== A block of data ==
◆ ◆ ◆
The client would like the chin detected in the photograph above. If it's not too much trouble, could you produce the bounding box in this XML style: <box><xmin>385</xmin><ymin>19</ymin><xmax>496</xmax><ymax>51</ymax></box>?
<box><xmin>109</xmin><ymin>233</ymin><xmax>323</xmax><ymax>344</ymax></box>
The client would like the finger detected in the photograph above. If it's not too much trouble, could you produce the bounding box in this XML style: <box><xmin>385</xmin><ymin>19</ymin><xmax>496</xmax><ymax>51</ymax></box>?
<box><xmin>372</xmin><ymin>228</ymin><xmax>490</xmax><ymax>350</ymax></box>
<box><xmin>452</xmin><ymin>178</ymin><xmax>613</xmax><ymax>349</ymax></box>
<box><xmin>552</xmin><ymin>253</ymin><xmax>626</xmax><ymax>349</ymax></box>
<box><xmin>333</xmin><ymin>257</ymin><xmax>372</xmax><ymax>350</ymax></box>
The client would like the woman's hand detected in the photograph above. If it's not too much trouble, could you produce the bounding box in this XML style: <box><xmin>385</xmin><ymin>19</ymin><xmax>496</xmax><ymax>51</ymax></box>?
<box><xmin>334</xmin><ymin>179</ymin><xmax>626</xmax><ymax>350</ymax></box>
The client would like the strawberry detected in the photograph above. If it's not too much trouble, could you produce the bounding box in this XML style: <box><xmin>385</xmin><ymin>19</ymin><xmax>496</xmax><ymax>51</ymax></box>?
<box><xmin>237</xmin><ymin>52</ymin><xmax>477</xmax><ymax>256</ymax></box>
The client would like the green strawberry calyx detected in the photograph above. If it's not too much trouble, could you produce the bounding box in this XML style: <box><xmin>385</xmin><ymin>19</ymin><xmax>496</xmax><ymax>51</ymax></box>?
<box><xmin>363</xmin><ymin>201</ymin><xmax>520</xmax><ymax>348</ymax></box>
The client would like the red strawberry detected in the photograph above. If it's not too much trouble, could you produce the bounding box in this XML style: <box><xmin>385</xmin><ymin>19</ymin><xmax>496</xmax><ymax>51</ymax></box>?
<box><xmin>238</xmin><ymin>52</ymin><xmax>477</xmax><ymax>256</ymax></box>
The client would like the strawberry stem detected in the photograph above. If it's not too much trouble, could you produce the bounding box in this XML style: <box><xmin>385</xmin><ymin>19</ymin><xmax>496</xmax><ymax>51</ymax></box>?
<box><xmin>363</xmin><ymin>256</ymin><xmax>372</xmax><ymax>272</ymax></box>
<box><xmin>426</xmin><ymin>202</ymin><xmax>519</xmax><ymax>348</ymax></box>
◆ ◆ ◆
== WHAT TO DO ==
Copy every line of the records above without changing a single character.

== WRITTEN ANSWER ==
The client would like the chin detected in the photograph above. If it's not too much trouble, could you produce the bounding box in this XML style: <box><xmin>385</xmin><ymin>19</ymin><xmax>496</xmax><ymax>51</ymax></box>?
<box><xmin>109</xmin><ymin>233</ymin><xmax>323</xmax><ymax>344</ymax></box>
The client would like the finger detected in the photograph above. If it's not too much trouble, could you produce the bounding box in this XML style: <box><xmin>385</xmin><ymin>19</ymin><xmax>496</xmax><ymax>51</ymax></box>?
<box><xmin>372</xmin><ymin>228</ymin><xmax>490</xmax><ymax>350</ymax></box>
<box><xmin>452</xmin><ymin>178</ymin><xmax>613</xmax><ymax>349</ymax></box>
<box><xmin>552</xmin><ymin>253</ymin><xmax>626</xmax><ymax>349</ymax></box>
<box><xmin>333</xmin><ymin>257</ymin><xmax>372</xmax><ymax>350</ymax></box>
The client would like the woman's hand detected in the photograph above. If it's not too much trouble, could you produce the bounding box in this XML style: <box><xmin>385</xmin><ymin>19</ymin><xmax>496</xmax><ymax>51</ymax></box>?
<box><xmin>334</xmin><ymin>179</ymin><xmax>626</xmax><ymax>350</ymax></box>
The client would like the strawberry detected in the photograph above. If it's not too much trouble, could you produce the bounding box in this XML style: <box><xmin>385</xmin><ymin>19</ymin><xmax>496</xmax><ymax>51</ymax></box>?
<box><xmin>237</xmin><ymin>52</ymin><xmax>477</xmax><ymax>256</ymax></box>
The client would like the green strawberry calyx detected in the photograph above. If it's not too much trouble, could you produce the bounding box in this XML style: <box><xmin>385</xmin><ymin>19</ymin><xmax>496</xmax><ymax>51</ymax></box>?
<box><xmin>363</xmin><ymin>201</ymin><xmax>520</xmax><ymax>348</ymax></box>
The client would like the red strawberry detected in the photograph above. If it's not too much trouble, could you produce the bounding box in this XML style: <box><xmin>385</xmin><ymin>19</ymin><xmax>496</xmax><ymax>51</ymax></box>?
<box><xmin>238</xmin><ymin>52</ymin><xmax>477</xmax><ymax>256</ymax></box>
The client would like the strawberry stem detected in the photograph above. If it's not too much trouble, could you produce the bounding box in this XML style: <box><xmin>385</xmin><ymin>19</ymin><xmax>496</xmax><ymax>51</ymax></box>?
<box><xmin>363</xmin><ymin>256</ymin><xmax>372</xmax><ymax>272</ymax></box>
<box><xmin>426</xmin><ymin>202</ymin><xmax>519</xmax><ymax>348</ymax></box>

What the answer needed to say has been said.